*Task to complete*
Restate, word for word, all of the material shown below.

*Extracted data*
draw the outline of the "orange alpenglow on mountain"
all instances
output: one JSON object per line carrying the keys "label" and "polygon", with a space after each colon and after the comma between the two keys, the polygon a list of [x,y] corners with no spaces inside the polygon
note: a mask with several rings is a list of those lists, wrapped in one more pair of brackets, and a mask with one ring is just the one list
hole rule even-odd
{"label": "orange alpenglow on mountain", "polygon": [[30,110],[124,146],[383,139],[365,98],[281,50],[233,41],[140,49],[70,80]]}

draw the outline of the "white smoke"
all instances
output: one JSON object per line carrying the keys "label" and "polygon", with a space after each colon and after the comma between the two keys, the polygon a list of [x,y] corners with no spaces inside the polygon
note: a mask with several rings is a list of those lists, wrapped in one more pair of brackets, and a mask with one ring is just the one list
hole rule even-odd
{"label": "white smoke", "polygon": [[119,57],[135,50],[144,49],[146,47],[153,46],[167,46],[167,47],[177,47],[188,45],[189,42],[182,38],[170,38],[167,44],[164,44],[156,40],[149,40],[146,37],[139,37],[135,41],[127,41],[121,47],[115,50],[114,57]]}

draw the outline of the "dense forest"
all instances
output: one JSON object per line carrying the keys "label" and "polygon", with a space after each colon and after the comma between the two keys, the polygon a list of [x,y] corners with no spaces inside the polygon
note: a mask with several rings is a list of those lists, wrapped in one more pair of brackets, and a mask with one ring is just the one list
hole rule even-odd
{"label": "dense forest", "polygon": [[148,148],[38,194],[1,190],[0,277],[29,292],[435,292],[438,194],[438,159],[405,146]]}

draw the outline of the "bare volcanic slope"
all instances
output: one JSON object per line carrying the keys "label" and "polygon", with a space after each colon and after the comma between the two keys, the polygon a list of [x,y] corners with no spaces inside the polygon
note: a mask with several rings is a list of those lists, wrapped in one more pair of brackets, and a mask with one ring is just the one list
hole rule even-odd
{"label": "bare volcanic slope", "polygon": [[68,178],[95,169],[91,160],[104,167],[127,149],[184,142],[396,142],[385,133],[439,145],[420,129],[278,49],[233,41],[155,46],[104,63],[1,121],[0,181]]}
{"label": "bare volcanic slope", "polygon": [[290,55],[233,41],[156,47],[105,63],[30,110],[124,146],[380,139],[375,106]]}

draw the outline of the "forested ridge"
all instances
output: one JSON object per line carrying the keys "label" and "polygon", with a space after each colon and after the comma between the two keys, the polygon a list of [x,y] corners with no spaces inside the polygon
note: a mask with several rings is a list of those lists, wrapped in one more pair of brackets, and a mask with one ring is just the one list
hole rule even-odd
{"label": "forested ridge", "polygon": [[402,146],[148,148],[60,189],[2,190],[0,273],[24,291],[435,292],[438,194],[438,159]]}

*Output for this exercise*
draw the outline of the "orange alpenglow on mountain"
all instances
output: one JSON object per line carrying the keys "label" and "polygon", with a space after each colon and after the comma between the two keys, the polygon a list of [x,y] corners with no spaces inside the polygon
note: a mask with several rings is a list of those lists, wrapped in one more pair of brackets, and a mask with one ring is just the one list
hole rule even-odd
{"label": "orange alpenglow on mountain", "polygon": [[30,110],[124,146],[383,139],[365,98],[281,50],[233,41],[140,49],[70,80]]}

draw the outline of the "white smoke"
all instances
output: one JSON object per line carrying the keys "label" and "polygon", with a space after each colon and after the comma between the two keys, the polygon a list of [x,y] corners with no spaces inside the polygon
note: a mask with several rings is a list of those lists, wrapped in one more pair of brackets, and a mask with one ring is just the one list
hole rule even-odd
{"label": "white smoke", "polygon": [[119,57],[135,50],[144,49],[146,47],[153,46],[167,46],[167,47],[177,47],[188,45],[189,42],[182,38],[170,38],[167,44],[164,44],[156,40],[149,40],[146,37],[139,37],[135,41],[127,41],[121,47],[115,50],[114,57]]}

draw the outline of the "dense forest"
all instances
output: one JSON object per line carrying the keys "label" and "polygon", with a space after each colon and after the comma between the two keys, the polygon a list of [x,y] corners with no spaces inside the polygon
note: a mask with several rings is a list of those lists, wrapped in one more pair of brackets, and a mask with one ring is just the one list
hole rule even-odd
{"label": "dense forest", "polygon": [[148,148],[38,194],[1,190],[0,277],[29,292],[435,292],[438,194],[438,159],[405,146]]}

draw the outline of the "bare volcanic slope"
all instances
output: one JSON object per line carrying the keys "label" and "polygon", with a space after each colon and after the comma between the two keys, the polygon a list of [x,y] corners with no spaces inside the polygon
note: a mask with several rings is a list of those lists, wrapped in one more pair of brackets, and a mask with one ring is just the one list
hole rule even-odd
{"label": "bare volcanic slope", "polygon": [[68,178],[95,169],[91,160],[104,167],[127,149],[184,142],[396,142],[385,133],[439,145],[420,129],[278,49],[233,41],[155,46],[104,63],[1,121],[0,181]]}
{"label": "bare volcanic slope", "polygon": [[290,55],[233,41],[156,47],[105,63],[30,110],[124,146],[380,139],[375,106]]}

draw the outline of the "forested ridge"
all instances
output: one JSON object per line carrying the keys "label" and "polygon", with a space after each colon and after the comma between the two keys, the polygon a list of [x,y] corners with no spaces inside the polygon
note: a mask with several rings is a list of those lists, wrapped in one more pair of brackets, and a mask with one ring is just the one list
hole rule even-odd
{"label": "forested ridge", "polygon": [[402,146],[148,148],[60,189],[2,190],[0,273],[24,291],[435,292],[438,194],[438,159]]}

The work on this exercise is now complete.